> TÂCHE
Recopiez à l'identique toutes les lignes des enregistrements ci-dessous.

Données extraites d'une collection:
····················

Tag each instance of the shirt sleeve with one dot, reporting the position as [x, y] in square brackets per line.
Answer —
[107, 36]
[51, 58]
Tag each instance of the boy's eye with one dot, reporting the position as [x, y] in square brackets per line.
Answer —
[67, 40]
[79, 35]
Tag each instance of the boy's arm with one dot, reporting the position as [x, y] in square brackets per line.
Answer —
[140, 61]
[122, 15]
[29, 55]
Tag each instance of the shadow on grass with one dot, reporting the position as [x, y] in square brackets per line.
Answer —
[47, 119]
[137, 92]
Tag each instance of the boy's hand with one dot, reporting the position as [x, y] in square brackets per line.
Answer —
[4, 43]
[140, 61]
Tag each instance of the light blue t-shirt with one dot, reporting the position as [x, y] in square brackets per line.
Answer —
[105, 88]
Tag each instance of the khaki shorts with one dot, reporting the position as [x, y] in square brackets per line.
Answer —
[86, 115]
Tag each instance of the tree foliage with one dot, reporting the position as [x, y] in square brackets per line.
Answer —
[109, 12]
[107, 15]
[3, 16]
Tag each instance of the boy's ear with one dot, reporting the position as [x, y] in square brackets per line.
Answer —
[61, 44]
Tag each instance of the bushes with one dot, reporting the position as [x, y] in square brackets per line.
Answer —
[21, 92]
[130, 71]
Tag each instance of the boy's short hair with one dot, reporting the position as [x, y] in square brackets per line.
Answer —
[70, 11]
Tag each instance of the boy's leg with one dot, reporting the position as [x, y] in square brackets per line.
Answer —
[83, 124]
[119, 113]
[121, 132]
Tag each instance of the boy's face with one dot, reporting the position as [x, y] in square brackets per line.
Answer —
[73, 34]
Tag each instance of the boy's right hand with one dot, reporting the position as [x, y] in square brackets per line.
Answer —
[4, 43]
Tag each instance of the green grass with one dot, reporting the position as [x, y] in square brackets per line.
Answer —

····················

> TÂCHE EFFECTUÉE
Tag each instance of the shirt sleeve with one dot, reporting the position as [x, y] in square brackets per line.
Answer —
[107, 36]
[51, 58]
Tag each instance of the boy's eye with one dot, reporting the position as [x, y] in square brackets per line.
Answer —
[67, 40]
[79, 35]
Tag each instance of the boy's arm with one dot, reporting the position as [x, y] in square brackets per line.
Answer —
[140, 61]
[122, 15]
[29, 55]
Tag each instance of the shadow on grass with one dot, reporting the position as [x, y] in square brackets per line.
Answer —
[47, 119]
[137, 92]
Tag each instance of the boy's hand with one dot, reporting the position as [x, y] in square brackets per line.
Answer —
[4, 43]
[140, 61]
Tag each instance of the light blue t-shirt with one dot, reporting the position as [x, y] in square brackets per line.
Answer —
[105, 88]
Tag each instance of the khaki shorts with one dot, reporting the position as [x, y] in square brackets per line.
Answer —
[86, 115]
Tag each instance of the tree foliage with one dot, reporting the position as [x, y] in square brackets per line.
Answer —
[109, 12]
[107, 15]
[3, 16]
Tag each instance of the boy's ear with one dot, reporting the position as [x, y] in square brackets per line.
Answer —
[61, 44]
Tag each instance of the bushes with one dot, reporting the position as [x, y] in square brackets per line.
Answer —
[21, 92]
[130, 71]
Tag each instance of the boy's short hair with one dot, reporting the position as [x, y] in square brackets per line.
Answer —
[70, 11]
Tag each instance of the boy's leg with one dot, reporting the position as [x, y] in square brackets per line.
Answer —
[83, 124]
[119, 113]
[121, 132]
Tag each instance of the boy's face with one dot, reporting the position as [x, y] in square brackets per line.
Answer —
[73, 34]
Tag each instance of the boy's right hand with one dot, reporting the position as [x, y] in square brackets per line.
Answer —
[4, 43]
Tag each instance of the green grass with one dot, reporting the position as [x, y] in square brackets per line.
Answer —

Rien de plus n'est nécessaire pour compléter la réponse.